* PEDIDO ESCRITO A
Mostre cada linha da listagem que contenha a palavra "balcony", levando em conta a diferença entre maiúsculas e minúsculas.
====== TEXTO APRESENTADO
Uma crônica de Ruben Bemerguy

Entre medos
Ruben Bemerguy

Nunca conheci quem tivesse levado porrada.
Todos os meus conhecidos têm sido campeões em tudo
”.
Poema em Linha Reta – Fernando Pessoa (Álvaro Campos)

Minha história tem muitas gravuras. Algumas verídicas. Outras, nitidamente imaginárias. É inútil ensaiar separá-las. Elas se equivalem a toda hora. Elas também se amiúdam aos gritos e em silêncio. Eu as ouço e dai tudo se passa dentro de mim. Tenho medo de minhas gravuras. Tamanho é meu medo que, se bem sei, é ele a ilustração mais presente em minha vida.

Mesmo de coisas simples, tenho medo. Medo de poesia, eu tenho. Por isso, pouco a visito. Se me arrisco percorrer seus monumentos, a lua logo influencia meus movimentos e aí torno público o que trago de mais oculto. Sofro com isso. Sempre desejei alguns instantes de paz com a poesia. Poderia ela, não fosse meu medo, ter-me no colo. A pé, passear vagarosamente comigo. Soletrar-me. Despir-me e depois me deitar em seu casulo. Beijar meus olhos. Ah! Poesia, minha feiticeira. Só isso já me bastaria.

Também tenho medo dos que voam. Não pela preamar dos voos. Tenho medo do pouso. É um risco, por exemplo, pousar em um coração. Se ele é moço e se ainda não crê nos loucos, pobre pouso. Se já maduro, e se se crê exausto e em desuso, pobre pouso. Tenho muitos hábitos de defesa ao menor sinal de um pouso. Pernoito muito por isso desviando-me dos pousos. Não fosse esse medo, faria de mim um pássaro. Não para voar, mas só para pousar. Pousaria preguiçoso no corpo dele. Destruiria todos os muros. Juntos, içaríamos um ao outro. Indo e vindo. Não fosse meu medo, só isso me bastaria.
============
====== REGISTROS ARMAZENADOS
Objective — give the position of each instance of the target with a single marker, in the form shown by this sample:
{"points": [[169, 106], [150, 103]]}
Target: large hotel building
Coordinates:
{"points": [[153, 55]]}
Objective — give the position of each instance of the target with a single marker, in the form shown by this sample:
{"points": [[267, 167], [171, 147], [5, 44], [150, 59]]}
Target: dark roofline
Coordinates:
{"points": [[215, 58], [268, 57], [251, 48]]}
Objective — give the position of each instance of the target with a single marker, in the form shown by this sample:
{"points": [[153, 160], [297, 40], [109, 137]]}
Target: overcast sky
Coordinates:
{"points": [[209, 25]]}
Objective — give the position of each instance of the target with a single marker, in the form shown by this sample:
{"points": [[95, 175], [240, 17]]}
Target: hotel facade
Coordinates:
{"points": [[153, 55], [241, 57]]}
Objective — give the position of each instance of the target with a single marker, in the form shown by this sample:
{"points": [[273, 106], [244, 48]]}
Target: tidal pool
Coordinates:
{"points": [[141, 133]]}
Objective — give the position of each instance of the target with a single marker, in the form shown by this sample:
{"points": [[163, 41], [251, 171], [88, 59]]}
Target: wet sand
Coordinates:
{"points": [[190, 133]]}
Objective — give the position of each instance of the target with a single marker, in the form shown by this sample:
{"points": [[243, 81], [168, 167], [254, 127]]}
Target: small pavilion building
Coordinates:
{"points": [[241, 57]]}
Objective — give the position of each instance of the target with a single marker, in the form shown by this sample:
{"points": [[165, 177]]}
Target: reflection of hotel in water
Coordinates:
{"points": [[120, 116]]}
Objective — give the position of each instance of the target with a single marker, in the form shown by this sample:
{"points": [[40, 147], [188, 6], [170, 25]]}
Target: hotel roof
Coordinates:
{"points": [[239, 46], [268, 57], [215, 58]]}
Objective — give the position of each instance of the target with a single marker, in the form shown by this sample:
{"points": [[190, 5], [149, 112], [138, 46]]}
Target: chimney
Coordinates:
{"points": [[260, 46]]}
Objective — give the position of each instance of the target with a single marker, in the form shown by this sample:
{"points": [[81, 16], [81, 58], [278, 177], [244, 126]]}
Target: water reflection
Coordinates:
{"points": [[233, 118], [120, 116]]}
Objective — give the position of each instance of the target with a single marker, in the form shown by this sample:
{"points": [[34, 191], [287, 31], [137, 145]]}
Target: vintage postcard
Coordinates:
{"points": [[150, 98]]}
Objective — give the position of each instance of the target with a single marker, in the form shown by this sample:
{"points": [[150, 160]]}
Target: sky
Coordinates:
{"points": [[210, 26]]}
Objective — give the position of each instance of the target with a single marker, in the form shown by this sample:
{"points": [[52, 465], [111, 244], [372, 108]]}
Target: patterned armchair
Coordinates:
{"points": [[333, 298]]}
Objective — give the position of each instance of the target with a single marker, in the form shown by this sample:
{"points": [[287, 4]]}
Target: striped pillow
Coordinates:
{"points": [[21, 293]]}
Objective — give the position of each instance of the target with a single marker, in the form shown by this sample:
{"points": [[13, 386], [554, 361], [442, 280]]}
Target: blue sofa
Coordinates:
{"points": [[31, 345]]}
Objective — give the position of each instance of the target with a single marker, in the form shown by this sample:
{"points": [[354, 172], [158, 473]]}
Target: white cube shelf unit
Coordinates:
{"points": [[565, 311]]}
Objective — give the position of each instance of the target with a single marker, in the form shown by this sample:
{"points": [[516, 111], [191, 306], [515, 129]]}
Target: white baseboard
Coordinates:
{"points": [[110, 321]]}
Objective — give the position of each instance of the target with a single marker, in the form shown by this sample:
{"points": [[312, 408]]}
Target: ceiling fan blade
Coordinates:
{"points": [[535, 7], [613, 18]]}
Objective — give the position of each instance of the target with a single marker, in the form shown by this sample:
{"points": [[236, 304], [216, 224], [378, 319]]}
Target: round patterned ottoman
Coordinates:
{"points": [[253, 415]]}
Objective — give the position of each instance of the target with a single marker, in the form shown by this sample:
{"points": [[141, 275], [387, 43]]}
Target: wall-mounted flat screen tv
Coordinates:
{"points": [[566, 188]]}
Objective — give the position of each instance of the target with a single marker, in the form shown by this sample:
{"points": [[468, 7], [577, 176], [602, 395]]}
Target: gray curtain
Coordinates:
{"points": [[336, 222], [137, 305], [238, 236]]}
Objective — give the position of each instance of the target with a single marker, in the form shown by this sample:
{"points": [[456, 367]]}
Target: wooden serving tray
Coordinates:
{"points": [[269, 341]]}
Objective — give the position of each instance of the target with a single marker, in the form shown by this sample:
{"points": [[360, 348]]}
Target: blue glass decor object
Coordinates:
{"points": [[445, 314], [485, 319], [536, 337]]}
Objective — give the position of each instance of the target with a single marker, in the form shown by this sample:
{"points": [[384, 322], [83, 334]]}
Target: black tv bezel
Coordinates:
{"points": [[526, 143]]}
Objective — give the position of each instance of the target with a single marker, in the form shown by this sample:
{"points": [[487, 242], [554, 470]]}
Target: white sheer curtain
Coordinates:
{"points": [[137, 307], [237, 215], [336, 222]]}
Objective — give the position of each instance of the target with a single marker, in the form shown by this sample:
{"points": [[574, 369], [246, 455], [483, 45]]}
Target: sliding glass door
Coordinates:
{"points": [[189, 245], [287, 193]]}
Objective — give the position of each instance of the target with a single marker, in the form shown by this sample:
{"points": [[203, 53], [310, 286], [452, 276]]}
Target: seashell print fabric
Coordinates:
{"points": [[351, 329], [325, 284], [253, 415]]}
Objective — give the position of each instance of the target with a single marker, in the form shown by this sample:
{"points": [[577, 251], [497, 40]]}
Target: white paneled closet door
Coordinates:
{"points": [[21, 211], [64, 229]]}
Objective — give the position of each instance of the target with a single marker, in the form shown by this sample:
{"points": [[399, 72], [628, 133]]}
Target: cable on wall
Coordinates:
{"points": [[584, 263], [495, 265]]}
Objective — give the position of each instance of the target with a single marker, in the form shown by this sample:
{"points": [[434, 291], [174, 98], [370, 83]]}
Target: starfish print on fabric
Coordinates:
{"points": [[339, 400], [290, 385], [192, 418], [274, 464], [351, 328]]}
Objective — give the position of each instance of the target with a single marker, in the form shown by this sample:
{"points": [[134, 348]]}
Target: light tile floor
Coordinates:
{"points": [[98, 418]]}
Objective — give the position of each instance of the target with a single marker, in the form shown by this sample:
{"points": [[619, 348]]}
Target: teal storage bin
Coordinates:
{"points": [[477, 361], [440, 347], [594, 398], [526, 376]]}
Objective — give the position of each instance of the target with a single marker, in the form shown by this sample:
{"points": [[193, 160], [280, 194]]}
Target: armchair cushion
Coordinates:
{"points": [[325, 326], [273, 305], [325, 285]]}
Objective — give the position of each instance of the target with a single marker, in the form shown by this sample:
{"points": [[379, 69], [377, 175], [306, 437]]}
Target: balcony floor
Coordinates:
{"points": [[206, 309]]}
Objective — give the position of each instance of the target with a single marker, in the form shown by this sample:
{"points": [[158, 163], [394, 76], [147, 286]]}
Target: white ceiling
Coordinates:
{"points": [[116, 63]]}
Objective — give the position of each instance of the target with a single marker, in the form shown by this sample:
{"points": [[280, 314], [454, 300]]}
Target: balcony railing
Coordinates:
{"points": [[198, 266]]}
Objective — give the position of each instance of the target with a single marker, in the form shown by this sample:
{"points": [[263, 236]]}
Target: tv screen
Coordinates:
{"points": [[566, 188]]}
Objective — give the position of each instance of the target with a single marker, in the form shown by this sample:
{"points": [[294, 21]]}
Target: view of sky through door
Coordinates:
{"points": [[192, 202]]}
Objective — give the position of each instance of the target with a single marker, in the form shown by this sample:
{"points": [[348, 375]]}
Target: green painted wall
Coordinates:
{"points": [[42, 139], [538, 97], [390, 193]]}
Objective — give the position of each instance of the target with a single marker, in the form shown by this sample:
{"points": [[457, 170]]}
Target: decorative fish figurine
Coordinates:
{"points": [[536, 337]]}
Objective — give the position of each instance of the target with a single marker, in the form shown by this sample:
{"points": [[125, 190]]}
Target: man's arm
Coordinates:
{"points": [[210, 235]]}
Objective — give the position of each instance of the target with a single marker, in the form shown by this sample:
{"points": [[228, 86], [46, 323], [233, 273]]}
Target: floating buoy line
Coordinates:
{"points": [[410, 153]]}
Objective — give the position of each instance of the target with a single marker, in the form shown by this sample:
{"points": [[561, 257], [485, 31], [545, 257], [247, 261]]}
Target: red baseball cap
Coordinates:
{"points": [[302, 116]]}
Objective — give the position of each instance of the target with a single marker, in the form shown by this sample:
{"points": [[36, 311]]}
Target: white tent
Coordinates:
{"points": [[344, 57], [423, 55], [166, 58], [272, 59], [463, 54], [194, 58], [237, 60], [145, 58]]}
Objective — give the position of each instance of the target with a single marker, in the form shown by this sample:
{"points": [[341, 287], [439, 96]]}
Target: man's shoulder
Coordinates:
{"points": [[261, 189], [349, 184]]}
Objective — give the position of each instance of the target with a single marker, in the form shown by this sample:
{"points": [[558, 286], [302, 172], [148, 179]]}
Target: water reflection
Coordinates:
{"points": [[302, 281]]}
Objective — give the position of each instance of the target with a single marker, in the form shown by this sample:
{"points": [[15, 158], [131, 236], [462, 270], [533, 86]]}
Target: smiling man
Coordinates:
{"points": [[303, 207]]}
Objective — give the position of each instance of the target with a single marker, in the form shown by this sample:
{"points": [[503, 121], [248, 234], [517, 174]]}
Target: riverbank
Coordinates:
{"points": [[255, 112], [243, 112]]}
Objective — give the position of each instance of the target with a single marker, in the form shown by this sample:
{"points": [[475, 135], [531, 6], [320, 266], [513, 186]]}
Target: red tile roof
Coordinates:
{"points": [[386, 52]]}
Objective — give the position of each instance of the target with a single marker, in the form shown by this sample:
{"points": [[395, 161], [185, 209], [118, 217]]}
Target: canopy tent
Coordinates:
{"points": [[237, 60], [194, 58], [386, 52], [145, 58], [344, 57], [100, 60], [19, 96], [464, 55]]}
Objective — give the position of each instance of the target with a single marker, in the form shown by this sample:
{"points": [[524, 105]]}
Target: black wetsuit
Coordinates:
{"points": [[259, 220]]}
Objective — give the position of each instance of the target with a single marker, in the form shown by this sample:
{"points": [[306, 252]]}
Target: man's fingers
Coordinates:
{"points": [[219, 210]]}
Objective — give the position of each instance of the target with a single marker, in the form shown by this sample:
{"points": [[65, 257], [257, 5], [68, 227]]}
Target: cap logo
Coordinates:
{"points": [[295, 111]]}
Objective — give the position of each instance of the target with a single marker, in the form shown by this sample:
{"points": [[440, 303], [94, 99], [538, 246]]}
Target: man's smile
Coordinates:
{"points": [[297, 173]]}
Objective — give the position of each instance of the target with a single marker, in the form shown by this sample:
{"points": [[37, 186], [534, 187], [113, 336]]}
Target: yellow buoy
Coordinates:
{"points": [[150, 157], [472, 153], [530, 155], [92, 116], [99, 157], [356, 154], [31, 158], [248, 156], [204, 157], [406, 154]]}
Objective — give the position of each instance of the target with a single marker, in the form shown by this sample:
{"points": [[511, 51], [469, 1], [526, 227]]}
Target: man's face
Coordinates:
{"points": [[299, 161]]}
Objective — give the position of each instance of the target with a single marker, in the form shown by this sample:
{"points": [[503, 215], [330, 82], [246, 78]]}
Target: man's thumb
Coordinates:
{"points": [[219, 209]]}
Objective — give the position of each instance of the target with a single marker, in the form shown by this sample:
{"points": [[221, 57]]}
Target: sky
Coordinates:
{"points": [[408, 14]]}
============
* PEDIDO ESCRITO B
Por favor, prossiga com a crônica sobre o medo, começando logo após a última frase apresentada.

* RESPOSTA DO EXERCÍCIO A
Target: balcony floor
Target: balcony railing

* RESPOSTA DO EXERCÍCIO B
Tenho tantos e diferentes medos e, ainda assim, desguarneço-me. Contra essa desatenção ensaio todos os meus ódios. Há muito, pus meu exército de prontidão e às suas baionetas e foices descrevo minuciosamente cada poesia, cada possibilidade de pouso. Armo cadafalsos nos lugares mais altos. Secretamente, destruo cidades e dos escombros escuros que sobram desenho nomes. Sobre eles deito para me certificar que premeditadamente os aniquilei. Vou adiante. Alvejo a lua das sextas-feiras. Firo e confiro cada gota de lua derramando. Descanso ao perceber que não existem mais noites de sexta-feira. Também incursiono sobre os sábados e domingos. Inverto suas existências. Sábado é segunda-feira e domingo é terça-feira. Isso, só para proibir e escravizar. Faço tudo sem qualquer piedade. Ao fim, atiro o corpo dele a última estrela do universo. Cansado, volto. Rio do meu exército. Rio da lua gotejando e dos dias da semana que castrei para me proteger dos medos. Sozinho, choro. Choro muito de mim.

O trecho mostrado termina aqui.